____ Given data

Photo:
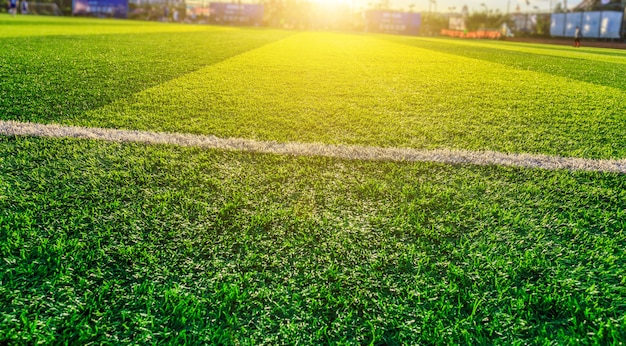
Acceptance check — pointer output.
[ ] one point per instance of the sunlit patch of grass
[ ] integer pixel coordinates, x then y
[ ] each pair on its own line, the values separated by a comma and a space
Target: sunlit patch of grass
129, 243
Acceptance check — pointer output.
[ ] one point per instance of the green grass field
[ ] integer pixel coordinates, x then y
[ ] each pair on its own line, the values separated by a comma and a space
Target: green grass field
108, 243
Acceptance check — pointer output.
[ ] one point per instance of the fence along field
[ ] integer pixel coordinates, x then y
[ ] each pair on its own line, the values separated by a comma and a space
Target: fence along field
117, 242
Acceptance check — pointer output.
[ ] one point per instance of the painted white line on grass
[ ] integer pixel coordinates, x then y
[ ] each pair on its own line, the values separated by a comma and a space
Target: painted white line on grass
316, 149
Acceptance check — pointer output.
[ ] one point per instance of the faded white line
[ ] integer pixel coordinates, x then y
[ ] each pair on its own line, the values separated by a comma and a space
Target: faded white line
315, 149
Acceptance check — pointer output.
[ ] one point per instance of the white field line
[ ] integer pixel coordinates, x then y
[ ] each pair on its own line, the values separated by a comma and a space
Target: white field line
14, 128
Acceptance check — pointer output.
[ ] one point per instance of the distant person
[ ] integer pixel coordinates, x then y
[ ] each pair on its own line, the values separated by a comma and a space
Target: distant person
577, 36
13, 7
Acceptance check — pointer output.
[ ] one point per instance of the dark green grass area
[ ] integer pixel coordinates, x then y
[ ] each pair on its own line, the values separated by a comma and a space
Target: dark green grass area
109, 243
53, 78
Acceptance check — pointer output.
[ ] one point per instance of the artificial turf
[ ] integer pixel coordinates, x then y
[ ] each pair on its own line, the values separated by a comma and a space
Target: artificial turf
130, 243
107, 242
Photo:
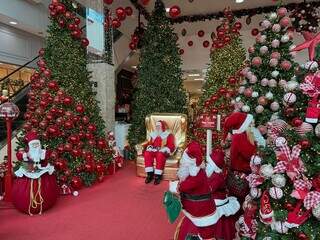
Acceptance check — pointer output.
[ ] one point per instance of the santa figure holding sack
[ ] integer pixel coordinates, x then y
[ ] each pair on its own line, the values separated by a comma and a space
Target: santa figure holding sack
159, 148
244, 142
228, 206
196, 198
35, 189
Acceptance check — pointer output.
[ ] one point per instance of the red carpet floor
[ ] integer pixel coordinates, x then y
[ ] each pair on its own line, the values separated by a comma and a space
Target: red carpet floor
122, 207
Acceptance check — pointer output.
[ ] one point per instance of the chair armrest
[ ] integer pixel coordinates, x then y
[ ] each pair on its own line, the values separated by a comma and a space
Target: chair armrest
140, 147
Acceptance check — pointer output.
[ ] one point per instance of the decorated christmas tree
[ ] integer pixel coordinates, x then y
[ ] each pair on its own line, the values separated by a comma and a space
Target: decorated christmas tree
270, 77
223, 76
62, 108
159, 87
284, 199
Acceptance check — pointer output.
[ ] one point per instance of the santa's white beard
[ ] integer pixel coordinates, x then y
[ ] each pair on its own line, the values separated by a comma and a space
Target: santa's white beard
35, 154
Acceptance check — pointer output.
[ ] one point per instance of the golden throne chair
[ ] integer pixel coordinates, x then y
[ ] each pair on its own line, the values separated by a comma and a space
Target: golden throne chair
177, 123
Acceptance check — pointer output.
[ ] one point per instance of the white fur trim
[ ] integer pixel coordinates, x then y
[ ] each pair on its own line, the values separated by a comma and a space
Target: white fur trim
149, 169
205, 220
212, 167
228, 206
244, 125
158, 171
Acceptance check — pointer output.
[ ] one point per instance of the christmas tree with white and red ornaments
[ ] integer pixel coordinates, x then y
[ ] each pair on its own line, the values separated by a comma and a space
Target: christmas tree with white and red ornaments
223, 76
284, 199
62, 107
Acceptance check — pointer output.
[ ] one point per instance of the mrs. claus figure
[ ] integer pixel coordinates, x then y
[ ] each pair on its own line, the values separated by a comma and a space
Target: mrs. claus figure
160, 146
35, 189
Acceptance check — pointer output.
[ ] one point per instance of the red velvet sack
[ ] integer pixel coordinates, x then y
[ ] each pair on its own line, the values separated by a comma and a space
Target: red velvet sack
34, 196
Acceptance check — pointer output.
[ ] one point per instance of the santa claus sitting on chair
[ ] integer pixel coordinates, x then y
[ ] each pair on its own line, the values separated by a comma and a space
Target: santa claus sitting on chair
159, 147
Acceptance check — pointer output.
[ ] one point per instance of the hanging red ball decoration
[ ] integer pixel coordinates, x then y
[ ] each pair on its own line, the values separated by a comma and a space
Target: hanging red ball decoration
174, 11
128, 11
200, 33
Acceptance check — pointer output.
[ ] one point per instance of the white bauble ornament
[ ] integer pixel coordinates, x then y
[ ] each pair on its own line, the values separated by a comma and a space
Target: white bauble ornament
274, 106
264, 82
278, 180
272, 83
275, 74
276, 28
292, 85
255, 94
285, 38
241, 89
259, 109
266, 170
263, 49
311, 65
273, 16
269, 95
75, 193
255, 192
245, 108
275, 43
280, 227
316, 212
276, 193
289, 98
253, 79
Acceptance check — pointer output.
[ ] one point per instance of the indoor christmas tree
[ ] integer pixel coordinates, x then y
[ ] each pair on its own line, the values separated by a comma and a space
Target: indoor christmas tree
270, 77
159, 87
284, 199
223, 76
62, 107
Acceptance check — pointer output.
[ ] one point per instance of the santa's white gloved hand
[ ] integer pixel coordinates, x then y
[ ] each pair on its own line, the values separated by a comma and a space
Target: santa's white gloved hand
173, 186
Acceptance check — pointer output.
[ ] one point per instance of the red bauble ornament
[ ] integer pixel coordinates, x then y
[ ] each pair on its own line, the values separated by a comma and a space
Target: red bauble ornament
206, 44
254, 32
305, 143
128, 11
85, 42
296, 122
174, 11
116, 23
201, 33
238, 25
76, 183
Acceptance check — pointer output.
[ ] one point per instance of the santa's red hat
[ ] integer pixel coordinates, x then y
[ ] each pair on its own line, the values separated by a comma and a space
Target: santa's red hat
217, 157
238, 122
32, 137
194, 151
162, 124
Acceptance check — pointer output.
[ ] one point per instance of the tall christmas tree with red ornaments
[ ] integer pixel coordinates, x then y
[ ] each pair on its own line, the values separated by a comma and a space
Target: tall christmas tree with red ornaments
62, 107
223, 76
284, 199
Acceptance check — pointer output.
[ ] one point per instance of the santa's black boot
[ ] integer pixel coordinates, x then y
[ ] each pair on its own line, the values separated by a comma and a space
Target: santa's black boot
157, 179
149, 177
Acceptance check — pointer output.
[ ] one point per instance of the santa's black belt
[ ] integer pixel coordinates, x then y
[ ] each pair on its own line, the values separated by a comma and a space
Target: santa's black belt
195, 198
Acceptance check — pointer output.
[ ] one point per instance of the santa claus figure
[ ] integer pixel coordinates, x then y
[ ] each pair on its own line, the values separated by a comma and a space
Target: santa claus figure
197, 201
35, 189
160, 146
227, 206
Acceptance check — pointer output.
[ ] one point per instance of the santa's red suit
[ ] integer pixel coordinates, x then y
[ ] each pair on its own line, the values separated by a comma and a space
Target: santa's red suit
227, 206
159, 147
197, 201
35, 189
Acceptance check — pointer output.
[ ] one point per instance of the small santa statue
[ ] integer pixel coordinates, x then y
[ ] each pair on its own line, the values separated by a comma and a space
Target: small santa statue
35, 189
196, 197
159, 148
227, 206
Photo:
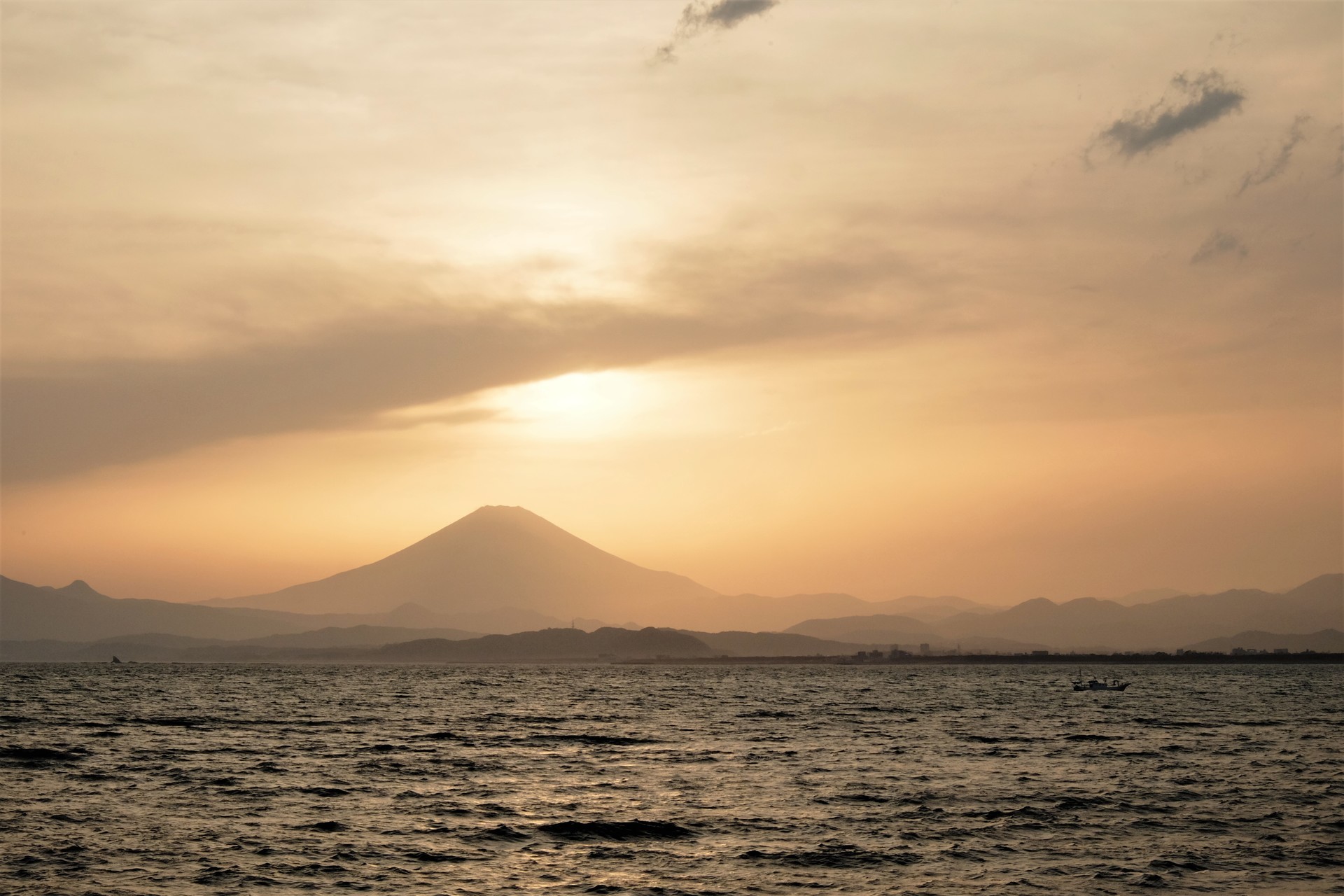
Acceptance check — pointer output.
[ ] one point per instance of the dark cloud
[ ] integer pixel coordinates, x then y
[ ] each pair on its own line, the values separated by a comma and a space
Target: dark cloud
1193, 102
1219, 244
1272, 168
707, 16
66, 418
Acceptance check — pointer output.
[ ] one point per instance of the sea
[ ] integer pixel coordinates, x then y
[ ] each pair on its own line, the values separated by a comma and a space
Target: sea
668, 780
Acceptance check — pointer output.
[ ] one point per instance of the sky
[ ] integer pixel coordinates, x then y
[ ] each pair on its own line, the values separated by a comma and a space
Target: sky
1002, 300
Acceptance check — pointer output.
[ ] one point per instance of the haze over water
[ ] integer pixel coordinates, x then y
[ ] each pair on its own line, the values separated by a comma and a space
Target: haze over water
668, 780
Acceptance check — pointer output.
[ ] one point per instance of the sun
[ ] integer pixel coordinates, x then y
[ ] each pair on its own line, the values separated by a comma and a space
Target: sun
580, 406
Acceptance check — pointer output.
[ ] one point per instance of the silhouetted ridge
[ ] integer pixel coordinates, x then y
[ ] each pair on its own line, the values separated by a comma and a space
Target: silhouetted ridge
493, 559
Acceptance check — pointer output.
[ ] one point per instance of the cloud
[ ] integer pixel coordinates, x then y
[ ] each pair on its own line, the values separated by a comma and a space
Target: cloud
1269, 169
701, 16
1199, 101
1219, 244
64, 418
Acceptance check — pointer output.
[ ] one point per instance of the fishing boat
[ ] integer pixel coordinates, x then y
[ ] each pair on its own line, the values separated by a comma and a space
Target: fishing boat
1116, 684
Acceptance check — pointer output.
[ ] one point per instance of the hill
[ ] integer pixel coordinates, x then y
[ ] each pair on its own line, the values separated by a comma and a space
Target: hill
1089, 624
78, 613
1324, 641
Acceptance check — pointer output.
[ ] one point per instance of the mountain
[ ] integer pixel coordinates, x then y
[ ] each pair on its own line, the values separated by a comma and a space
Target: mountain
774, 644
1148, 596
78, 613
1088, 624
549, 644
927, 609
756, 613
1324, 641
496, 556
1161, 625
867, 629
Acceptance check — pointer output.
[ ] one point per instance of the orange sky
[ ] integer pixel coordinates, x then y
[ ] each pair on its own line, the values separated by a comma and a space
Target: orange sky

________

◆ **Problem**
Report each line above that contains the word "sitting", counting only matches with the same case.

◆ **Exercise answer**
[ ] one point per instance of the santa claus sitting on chair
Target: santa claus sitting on chair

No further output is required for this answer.